#### [WHAT YOU SHOULD DO]
Return every line of the records that contains the word "green".

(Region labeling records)

---*---

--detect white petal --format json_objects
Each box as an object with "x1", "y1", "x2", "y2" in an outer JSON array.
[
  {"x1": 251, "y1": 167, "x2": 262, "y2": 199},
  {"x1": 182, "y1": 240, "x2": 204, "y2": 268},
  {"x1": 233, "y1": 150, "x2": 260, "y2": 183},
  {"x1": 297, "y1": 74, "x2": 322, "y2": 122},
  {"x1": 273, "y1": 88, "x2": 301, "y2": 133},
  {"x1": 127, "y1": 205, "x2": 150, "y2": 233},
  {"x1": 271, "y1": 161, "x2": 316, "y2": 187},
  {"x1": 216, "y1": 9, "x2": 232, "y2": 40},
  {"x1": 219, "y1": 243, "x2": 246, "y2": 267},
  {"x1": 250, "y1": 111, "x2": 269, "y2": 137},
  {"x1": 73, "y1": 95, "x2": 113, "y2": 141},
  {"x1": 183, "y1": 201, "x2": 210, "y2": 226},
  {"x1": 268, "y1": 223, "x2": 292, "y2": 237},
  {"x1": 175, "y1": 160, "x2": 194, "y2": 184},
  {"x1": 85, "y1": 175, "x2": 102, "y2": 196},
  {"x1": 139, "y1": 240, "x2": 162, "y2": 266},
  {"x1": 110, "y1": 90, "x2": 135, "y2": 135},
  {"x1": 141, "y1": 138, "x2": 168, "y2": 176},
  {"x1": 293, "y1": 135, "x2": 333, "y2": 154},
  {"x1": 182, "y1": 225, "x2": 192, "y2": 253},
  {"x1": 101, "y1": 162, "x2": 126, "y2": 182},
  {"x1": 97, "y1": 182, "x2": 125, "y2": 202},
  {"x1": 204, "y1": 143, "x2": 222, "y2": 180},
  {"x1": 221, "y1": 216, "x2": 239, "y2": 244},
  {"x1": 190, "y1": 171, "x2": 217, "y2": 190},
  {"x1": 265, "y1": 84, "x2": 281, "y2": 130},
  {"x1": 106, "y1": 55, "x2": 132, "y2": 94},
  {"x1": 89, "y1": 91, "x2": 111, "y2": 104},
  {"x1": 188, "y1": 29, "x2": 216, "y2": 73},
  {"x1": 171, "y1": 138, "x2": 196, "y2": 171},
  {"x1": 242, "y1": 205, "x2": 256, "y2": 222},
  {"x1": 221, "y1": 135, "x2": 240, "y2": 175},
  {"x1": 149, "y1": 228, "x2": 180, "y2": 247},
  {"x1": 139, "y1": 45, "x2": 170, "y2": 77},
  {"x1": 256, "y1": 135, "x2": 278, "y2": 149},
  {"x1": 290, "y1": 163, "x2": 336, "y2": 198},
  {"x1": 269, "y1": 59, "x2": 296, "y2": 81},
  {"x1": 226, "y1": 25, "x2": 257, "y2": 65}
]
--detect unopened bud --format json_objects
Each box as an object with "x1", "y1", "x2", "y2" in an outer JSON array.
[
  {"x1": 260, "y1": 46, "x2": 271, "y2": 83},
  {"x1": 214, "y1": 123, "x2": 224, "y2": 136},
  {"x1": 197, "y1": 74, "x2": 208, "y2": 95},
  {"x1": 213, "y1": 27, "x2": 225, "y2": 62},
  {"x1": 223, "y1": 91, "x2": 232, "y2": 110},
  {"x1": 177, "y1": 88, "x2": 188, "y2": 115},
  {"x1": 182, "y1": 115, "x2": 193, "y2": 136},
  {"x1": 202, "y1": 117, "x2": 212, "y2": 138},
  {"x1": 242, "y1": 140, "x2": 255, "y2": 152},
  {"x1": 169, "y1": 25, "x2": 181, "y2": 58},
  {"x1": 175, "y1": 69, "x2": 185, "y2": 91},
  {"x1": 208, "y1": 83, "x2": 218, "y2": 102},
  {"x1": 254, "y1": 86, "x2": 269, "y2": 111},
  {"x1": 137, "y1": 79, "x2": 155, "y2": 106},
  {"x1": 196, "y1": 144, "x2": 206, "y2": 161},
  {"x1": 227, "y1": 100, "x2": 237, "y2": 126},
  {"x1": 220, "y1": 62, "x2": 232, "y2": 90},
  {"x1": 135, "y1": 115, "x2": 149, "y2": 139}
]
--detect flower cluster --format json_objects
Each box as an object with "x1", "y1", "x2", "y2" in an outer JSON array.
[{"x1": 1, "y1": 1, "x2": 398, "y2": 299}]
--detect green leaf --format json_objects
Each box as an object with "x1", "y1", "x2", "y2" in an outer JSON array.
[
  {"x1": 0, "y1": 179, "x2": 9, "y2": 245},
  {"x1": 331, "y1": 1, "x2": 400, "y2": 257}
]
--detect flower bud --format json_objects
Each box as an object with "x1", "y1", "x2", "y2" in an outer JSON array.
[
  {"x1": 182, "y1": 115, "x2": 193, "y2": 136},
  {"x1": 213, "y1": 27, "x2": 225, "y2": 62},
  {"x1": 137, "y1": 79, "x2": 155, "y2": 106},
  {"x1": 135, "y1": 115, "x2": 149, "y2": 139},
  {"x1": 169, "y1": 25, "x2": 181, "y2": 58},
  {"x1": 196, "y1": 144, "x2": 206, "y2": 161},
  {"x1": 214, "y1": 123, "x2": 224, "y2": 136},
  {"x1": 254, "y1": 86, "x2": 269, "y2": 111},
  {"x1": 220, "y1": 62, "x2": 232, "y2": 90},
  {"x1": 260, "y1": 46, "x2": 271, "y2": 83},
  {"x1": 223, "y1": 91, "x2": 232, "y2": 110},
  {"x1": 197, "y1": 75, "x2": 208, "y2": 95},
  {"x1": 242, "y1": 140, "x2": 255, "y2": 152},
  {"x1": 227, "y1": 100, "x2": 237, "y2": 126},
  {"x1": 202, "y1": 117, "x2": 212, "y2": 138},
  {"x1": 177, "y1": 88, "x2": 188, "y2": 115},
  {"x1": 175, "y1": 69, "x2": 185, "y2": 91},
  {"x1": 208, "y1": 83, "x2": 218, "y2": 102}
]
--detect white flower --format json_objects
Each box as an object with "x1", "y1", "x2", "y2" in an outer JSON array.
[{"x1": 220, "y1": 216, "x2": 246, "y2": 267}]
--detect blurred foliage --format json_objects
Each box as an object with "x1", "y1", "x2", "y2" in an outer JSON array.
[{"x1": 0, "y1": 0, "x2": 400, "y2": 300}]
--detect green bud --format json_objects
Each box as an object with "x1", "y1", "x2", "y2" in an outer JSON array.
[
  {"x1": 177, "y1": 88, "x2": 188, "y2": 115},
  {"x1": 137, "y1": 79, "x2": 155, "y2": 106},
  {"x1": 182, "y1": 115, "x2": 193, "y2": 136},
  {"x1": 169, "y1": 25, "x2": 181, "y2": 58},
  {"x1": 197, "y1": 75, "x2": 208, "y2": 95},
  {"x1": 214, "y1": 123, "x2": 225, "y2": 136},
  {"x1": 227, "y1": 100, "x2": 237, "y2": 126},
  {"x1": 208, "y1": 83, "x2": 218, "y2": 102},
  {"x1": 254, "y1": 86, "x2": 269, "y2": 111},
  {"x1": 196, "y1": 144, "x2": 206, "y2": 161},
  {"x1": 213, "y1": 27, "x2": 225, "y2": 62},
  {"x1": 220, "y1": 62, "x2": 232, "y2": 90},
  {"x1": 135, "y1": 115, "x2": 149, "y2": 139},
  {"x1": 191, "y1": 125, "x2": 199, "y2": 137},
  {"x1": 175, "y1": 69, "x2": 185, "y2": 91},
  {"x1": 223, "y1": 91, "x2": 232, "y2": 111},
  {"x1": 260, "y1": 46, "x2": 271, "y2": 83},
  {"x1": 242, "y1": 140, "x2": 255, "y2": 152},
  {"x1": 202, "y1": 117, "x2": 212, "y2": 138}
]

---*---

#### [PROBLEM SOLUTION]
--detect green leaf --format json_objects
--detect green bud --format json_objects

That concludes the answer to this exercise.